> [Esercizi da svolgere]:
1. Elenca tutte le azioni che, secondo il brano sui ceroferai, il ceroferaio compie per trovare l'equilibrio giusto nel ritmo della processione.
2. Trascrivi dal brano sui ceroferai il passo che va da "Altro incarico non" a "fare alla bersagliera.".

> [Estratto della pagina]:
Altro incarico non facile è il ceroferaio alla processione della Salve. Al termine dei vespri, infatti, si canta la Salve Regina e ci si dirige in processione, prima alla cappella del Rosario e poi a quella di Domenico. Due ceroferai aprono la processione e dettano il ritmo della camminata, la cui velocità non deve essere né troppo elevata né troppo lenta. Trovare l'equilibrio giusto è impresa ardua: con la coda dell'occhio sbirci il tuo collega di cero, calibri la distanza che manca al traguardo con la strofa che si sta cantando, qualche volta ti guardi alle spalle, per controllare che tutti ti seguano e per tutto il tragitto resisti alla tentazione di fare alla bersagliera.

Durante le solennità si sale di livello. Sull'altar maggiore della Basilica troneggiano sei enormi candele, tre a destra e tre a sinistra, con un crocifisso di bronzo nel mezzo. A qualcuno queste decorazioni liturgiche potrebbero parere un po' kitsch, oppure gli sembreranno molto preconciliari e tradizionaliste, o magari penserà che il sacrista ha deciso di svuotare i suoi vecchi armadi e darci una ripulita (e qualcun'altro, considerando la mia passione per il crocifisso viola della nostra cappella, si chiederà da che pulpito venga la predica!). Eppure, se si guarda tutto questo ambaradàn di roba dall'angolo nascosto tra l'altare e il coro, dove si rintanano gli accoliti durante il loro servizio, apparirà chiaro che l'altare è stato trasformato in un enorme candelabro: una gigantesca menorah piantata nel cuore di San Domenico.

[Estratti di dataset sull'indicazione di oggetti]
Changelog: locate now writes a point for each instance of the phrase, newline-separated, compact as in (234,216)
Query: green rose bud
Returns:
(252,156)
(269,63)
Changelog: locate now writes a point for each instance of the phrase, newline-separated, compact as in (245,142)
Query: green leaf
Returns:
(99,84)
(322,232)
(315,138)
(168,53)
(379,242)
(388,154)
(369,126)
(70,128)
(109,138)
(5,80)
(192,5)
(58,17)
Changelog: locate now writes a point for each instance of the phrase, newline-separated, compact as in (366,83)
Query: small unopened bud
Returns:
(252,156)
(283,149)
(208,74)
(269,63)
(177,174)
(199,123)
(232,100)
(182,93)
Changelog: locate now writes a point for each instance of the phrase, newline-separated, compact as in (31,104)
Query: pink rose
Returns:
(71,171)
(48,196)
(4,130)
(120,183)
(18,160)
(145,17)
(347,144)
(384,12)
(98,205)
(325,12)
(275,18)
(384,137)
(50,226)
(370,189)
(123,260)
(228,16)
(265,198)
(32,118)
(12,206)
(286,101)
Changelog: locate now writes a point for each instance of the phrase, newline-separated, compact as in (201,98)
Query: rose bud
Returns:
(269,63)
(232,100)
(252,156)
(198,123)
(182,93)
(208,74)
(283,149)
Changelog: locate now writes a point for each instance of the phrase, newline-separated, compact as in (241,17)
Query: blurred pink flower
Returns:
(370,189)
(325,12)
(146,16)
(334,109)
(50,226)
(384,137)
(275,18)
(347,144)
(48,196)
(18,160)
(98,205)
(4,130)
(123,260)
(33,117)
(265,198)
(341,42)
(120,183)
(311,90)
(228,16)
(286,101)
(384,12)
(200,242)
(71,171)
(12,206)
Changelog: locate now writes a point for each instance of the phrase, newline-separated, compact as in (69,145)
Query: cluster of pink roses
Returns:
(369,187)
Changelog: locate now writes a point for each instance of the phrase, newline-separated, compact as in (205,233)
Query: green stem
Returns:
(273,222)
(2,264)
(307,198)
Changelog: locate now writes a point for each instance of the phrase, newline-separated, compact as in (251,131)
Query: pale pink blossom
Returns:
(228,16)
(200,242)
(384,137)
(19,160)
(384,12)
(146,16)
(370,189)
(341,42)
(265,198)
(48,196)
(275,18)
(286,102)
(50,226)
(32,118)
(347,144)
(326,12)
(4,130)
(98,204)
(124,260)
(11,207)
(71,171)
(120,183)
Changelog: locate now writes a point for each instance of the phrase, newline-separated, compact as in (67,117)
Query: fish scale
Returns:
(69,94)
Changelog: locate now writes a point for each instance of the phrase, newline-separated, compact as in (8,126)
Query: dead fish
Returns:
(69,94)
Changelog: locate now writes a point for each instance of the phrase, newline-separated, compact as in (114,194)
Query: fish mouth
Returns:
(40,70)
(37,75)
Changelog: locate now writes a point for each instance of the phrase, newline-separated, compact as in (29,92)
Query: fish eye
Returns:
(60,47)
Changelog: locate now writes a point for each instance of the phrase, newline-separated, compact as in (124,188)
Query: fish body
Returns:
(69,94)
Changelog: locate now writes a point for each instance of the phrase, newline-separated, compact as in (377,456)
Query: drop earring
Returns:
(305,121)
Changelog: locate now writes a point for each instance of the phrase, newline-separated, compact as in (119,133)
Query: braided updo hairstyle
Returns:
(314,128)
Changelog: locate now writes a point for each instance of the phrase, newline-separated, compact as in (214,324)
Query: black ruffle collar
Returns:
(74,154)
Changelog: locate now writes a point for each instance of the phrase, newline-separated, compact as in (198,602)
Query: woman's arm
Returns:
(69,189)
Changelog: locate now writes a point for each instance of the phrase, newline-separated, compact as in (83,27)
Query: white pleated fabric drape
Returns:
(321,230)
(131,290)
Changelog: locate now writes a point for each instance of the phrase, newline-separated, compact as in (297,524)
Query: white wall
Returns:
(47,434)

> [Risposte per esercizio]:
1.
- Sbircia con la coda dell'occhio il collega di cero.
- Calibra la distanza che manca al traguardo con la strofa che si sta cantando.
- Qualche volta si guarda alle spalle, per controllare che tutti lo seguano.
- Per tutto il tragitto resiste alla tentazione di fare alla bersagliera.

2.
Altro incarico non facile è il ceroferaio alla processione della Salve. Al termine dei vespri, infatti, si canta la Salve Regina e ci si dirige in processione, prima alla cappella del Rosario e poi a quella di Domenico. Due ceroferai aprono la processione e dettano il ritmo della camminata, la cui velocità non deve essere né troppo elevata né troppo lenta. Trovare l'equilibrio giusto è impresa ardua: con la coda dell'occhio sbirci il tuo collega di cero, calibri la distanza che manca al traguardo con la strofa che si sta cantando, qualche volta ti guardi alle spalle, per controllare che tutti ti seguano e per tutto il tragitto resisti alla tentazione di fare alla bersagliera.